• Vorliegender Text:

━━━━━━━━

Bevor man das Rathaus betritt, sieht man rechts einen authentischen Wachsschmelzofen aus dem 15. Jahrhundert. Der Ofen deutet davon, dass an diesem Ort über Jahre hinweg viele talentierten Handwerker gearbeitet und Tausende einzigartiger Werke geschaffen haben. Früher gab es auf dem Rathausplatz sogar acht Öfen dieser Art. Der Ofen erinnert auch an die bedeutsame Zeit, als der Rathausplatz ein Wegabschnitt der Hanse war.  

Kaunas ist die einzige Stadt Litauens, die direkt der Hansa im Zusammenhang steht. Während der Regierungszeit von Kazimieras Jogailaitis und auch danach (1440-1536) wurden in Kaunas das hanseatische Handelskontor und Lagerhäuser betrieben. Die so genannten „hanseatischen Lagerhäuser“ wurden zum historischen Symbol dieser politischen und wirtschaftlichen Vereinigung. Die Lagerhäuser stehen an den Ecken der Muziejaus- und Santakos-Straße, zu beiden Seiten der Muziejaus-Straße. Einst wurde eine Fülle von Gütern am Rathausplatz produziert und dank der Hanse europaweit vertrieben. Heute werden zum Gedenken an die wichtige Rolle der Hanse in Kaunas auf dem Rathausplatz jährlich die Hansetage veranstaltet, bei denen sich Kultur, Musik, Kunst, Handel und Handwerk vereinigen. 

Heute befindet sich im Rathaus das Stadtmuseum von Kaunas, das nicht nur die Geschichte von Kaunas erzählt, sondern auch die mehr oder weniger berühmten Legenden, die unsere Vorfahren auf dem Platz oder zu Hause erlebt, gehört oder gesehen haben. Einst in der Vergangenheit ist es den Litauern gelungen, während einer Jagd den König des Waldes – einen Auerochsen – am Zusammenfluss der Neris, der Mutter der Flüsse, und des Nemunas (Memel), des Vaters der Flüsse, in das Dickicht zu locken (genau wo heute Kaunas liegt).

━━━━━━━━

• Auflistung:
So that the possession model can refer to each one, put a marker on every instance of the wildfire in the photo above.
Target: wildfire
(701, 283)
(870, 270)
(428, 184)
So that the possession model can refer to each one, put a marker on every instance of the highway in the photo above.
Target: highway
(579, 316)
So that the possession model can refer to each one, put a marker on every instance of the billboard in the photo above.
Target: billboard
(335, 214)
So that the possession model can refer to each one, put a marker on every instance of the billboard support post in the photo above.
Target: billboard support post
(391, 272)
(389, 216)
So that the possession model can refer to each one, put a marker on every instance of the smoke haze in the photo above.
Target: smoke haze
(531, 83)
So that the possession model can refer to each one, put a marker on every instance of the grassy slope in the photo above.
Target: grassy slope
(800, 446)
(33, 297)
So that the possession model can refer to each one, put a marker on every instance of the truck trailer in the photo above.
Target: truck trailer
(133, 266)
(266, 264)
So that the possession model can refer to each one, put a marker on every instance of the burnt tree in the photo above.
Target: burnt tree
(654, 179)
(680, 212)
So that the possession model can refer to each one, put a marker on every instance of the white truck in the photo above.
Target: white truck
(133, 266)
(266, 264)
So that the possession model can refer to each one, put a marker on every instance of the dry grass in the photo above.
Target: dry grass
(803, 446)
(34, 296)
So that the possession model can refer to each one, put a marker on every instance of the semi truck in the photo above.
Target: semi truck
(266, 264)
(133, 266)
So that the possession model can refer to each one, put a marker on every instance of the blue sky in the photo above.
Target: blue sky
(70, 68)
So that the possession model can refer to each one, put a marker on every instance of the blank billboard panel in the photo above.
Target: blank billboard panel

━━━━━━━━

• Aufgaben zur Übung:
[1] Fassen Sie im Text über das Rathaus von Kaunas den Absatz, der mit „Kaunas ist die einzige Stadt Litauens“ beginnt, als knappe Liste zusammen, ohne seine wesentlichen Fakten wegzulassen.
[2] Schreiben Sie aus dem Text über das Rathaus von Kaunas die Stelle von „Heute befindet sich“ bis „heute Kaunas liegt).“ wortgetreu ab.
Die Auflistung wird für die Bearbeitung nicht gebraucht.

• Lösungen:
[1]
- Kaunas ist die einzige Stadt Litauens mit direktem Bezug zur Hanse.
- Unter Kazimieras Jogailaitis und danach (1440–1536) wurden in Kaunas ein hanseatisches Handelskontor und Lagerhäuser betrieben.
- Die „hanseatischen Lagerhäuser“ wurden zum historischen Symbol dieser politischen und wirtschaftlichen Vereinigung.
- Sie stehen an den Ecken von Muziejaus- und Santakos-Straße, zu beiden Seiten der Muziejaus-Straße.
- Am Rathausplatz wurden einst viele Güter hergestellt und über die Hanse europaweit vertrieben.
- Zur Erinnerung finden auf dem Rathausplatz jährlich die Hansetage statt, die Kultur, Musik, Kunst, Handel und Handwerk vereinen.

[2]
Heute befindet sich im Rathaus das Stadtmuseum von Kaunas, das nicht nur die Geschichte von Kaunas erzählt, sondern auch die mehr oder weniger berühmten Legenden, die unsere Vorfahren auf dem Platz oder zu Hause erlebt, gehört oder gesehen haben. Einst in der Vergangenheit ist es den Litauern gelungen, während einer Jagd den König des Waldes – einen Auerochsen – am Zusammenfluss der Neris, der Mutter der Flüsse, und des Nemunas (Memel), des Vaters der Flüsse, in das Dickicht zu locken (genau wo heute Kaunas liegt).